--- START ---
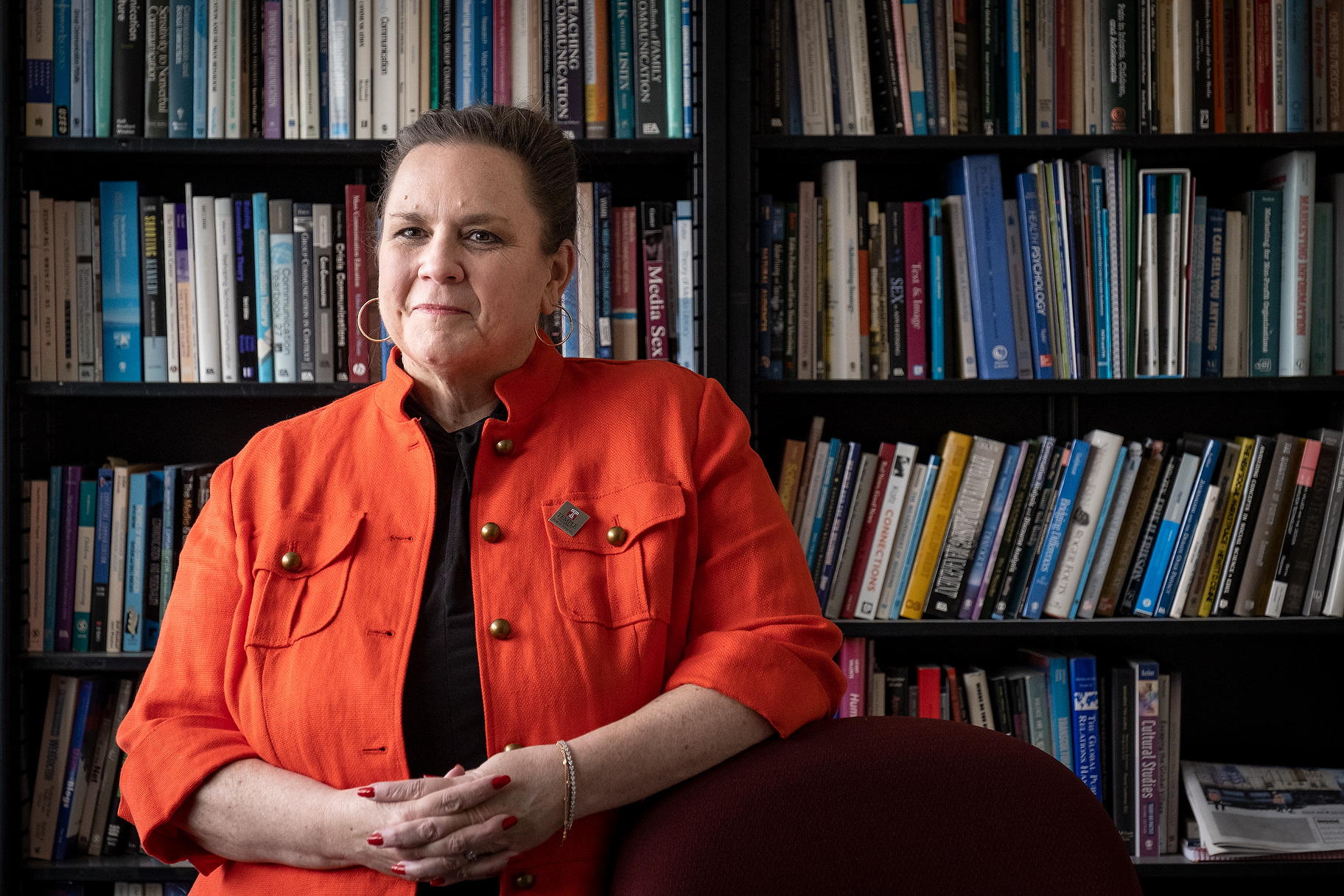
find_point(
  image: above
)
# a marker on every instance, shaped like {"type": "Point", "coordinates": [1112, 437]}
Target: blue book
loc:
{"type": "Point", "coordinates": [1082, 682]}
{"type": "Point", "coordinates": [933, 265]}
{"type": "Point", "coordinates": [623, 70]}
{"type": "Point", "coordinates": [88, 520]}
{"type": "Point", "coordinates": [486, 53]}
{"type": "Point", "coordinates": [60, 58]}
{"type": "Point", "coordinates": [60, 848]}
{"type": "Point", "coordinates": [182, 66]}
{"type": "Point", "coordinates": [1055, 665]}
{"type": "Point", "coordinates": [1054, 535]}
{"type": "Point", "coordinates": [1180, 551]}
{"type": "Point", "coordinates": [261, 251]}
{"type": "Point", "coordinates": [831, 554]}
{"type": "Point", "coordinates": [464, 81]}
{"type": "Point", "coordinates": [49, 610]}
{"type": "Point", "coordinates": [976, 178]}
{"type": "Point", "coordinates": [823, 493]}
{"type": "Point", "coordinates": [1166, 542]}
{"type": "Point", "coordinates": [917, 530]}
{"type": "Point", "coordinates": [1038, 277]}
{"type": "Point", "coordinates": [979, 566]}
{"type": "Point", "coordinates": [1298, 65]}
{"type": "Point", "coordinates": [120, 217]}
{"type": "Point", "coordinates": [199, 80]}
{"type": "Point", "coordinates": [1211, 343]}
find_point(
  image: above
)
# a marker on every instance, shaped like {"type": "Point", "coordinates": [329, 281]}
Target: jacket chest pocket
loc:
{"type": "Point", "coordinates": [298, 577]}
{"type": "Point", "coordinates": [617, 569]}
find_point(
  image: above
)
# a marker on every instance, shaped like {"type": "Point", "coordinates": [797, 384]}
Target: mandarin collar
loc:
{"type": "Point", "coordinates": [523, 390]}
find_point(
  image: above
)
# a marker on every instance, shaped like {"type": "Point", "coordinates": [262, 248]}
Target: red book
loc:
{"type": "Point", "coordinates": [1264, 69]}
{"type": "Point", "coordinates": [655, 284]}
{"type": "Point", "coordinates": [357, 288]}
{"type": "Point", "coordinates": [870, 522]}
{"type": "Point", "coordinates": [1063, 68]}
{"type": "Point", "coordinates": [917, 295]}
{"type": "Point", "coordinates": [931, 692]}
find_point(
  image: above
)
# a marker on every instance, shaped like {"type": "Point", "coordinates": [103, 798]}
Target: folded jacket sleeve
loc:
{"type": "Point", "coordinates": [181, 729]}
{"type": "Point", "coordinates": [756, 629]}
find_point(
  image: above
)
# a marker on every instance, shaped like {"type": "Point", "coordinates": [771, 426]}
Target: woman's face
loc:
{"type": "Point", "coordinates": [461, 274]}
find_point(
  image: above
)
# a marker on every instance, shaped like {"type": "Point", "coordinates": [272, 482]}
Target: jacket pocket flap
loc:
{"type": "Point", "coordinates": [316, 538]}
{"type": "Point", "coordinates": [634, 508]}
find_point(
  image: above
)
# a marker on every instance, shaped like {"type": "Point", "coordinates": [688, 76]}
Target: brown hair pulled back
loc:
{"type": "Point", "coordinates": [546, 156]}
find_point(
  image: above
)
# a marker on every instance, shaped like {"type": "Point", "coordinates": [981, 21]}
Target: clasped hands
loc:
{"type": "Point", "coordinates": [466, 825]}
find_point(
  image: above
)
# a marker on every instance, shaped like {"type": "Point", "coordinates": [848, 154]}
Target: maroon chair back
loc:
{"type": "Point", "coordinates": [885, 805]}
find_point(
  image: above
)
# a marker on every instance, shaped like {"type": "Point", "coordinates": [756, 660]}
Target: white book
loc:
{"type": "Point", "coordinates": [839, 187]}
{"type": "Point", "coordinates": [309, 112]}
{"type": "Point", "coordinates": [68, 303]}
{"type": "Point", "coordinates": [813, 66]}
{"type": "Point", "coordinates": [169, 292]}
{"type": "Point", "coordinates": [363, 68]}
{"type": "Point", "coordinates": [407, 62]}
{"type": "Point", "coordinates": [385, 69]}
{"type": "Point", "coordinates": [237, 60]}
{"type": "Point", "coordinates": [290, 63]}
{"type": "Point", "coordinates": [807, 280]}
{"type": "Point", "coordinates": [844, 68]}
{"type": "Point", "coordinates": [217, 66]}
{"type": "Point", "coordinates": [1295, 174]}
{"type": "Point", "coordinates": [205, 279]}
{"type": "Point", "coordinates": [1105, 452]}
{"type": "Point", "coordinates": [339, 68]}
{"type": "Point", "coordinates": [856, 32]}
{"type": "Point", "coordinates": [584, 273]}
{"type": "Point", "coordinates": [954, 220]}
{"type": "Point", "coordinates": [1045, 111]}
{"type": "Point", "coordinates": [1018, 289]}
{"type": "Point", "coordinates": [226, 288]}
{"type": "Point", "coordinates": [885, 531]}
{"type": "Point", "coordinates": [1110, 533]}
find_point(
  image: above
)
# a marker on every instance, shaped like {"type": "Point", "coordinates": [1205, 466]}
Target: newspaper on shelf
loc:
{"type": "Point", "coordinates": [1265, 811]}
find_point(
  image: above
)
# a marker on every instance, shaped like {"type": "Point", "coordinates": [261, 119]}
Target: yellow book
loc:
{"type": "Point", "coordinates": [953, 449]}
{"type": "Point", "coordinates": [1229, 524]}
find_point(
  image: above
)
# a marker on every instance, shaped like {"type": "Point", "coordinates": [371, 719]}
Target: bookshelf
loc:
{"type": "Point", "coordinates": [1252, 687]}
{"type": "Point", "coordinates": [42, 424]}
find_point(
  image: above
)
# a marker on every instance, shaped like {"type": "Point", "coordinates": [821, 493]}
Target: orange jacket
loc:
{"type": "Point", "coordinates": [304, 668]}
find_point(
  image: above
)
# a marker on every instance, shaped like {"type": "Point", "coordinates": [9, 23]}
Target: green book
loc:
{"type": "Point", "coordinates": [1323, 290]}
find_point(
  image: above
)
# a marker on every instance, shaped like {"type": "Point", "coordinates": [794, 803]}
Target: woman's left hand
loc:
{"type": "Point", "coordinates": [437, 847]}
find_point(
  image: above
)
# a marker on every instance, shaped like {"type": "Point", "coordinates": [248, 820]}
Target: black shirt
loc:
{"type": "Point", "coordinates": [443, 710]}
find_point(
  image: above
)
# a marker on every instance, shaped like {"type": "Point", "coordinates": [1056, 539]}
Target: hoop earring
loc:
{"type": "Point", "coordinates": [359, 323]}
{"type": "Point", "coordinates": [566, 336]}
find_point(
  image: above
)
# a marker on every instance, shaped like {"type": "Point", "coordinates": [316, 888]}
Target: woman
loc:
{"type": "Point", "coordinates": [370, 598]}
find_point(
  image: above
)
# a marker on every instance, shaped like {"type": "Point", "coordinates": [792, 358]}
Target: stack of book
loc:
--- END ---
**What is required**
Copy exactly the lines from the first line of the records above through the line with "Target: blue book", both included, and nothing else. Pictures stay out.

**Answer space**
find_point(
  image: above
)
# a marker on every instance, shaped like {"type": "Point", "coordinates": [1112, 437]}
Target: blue book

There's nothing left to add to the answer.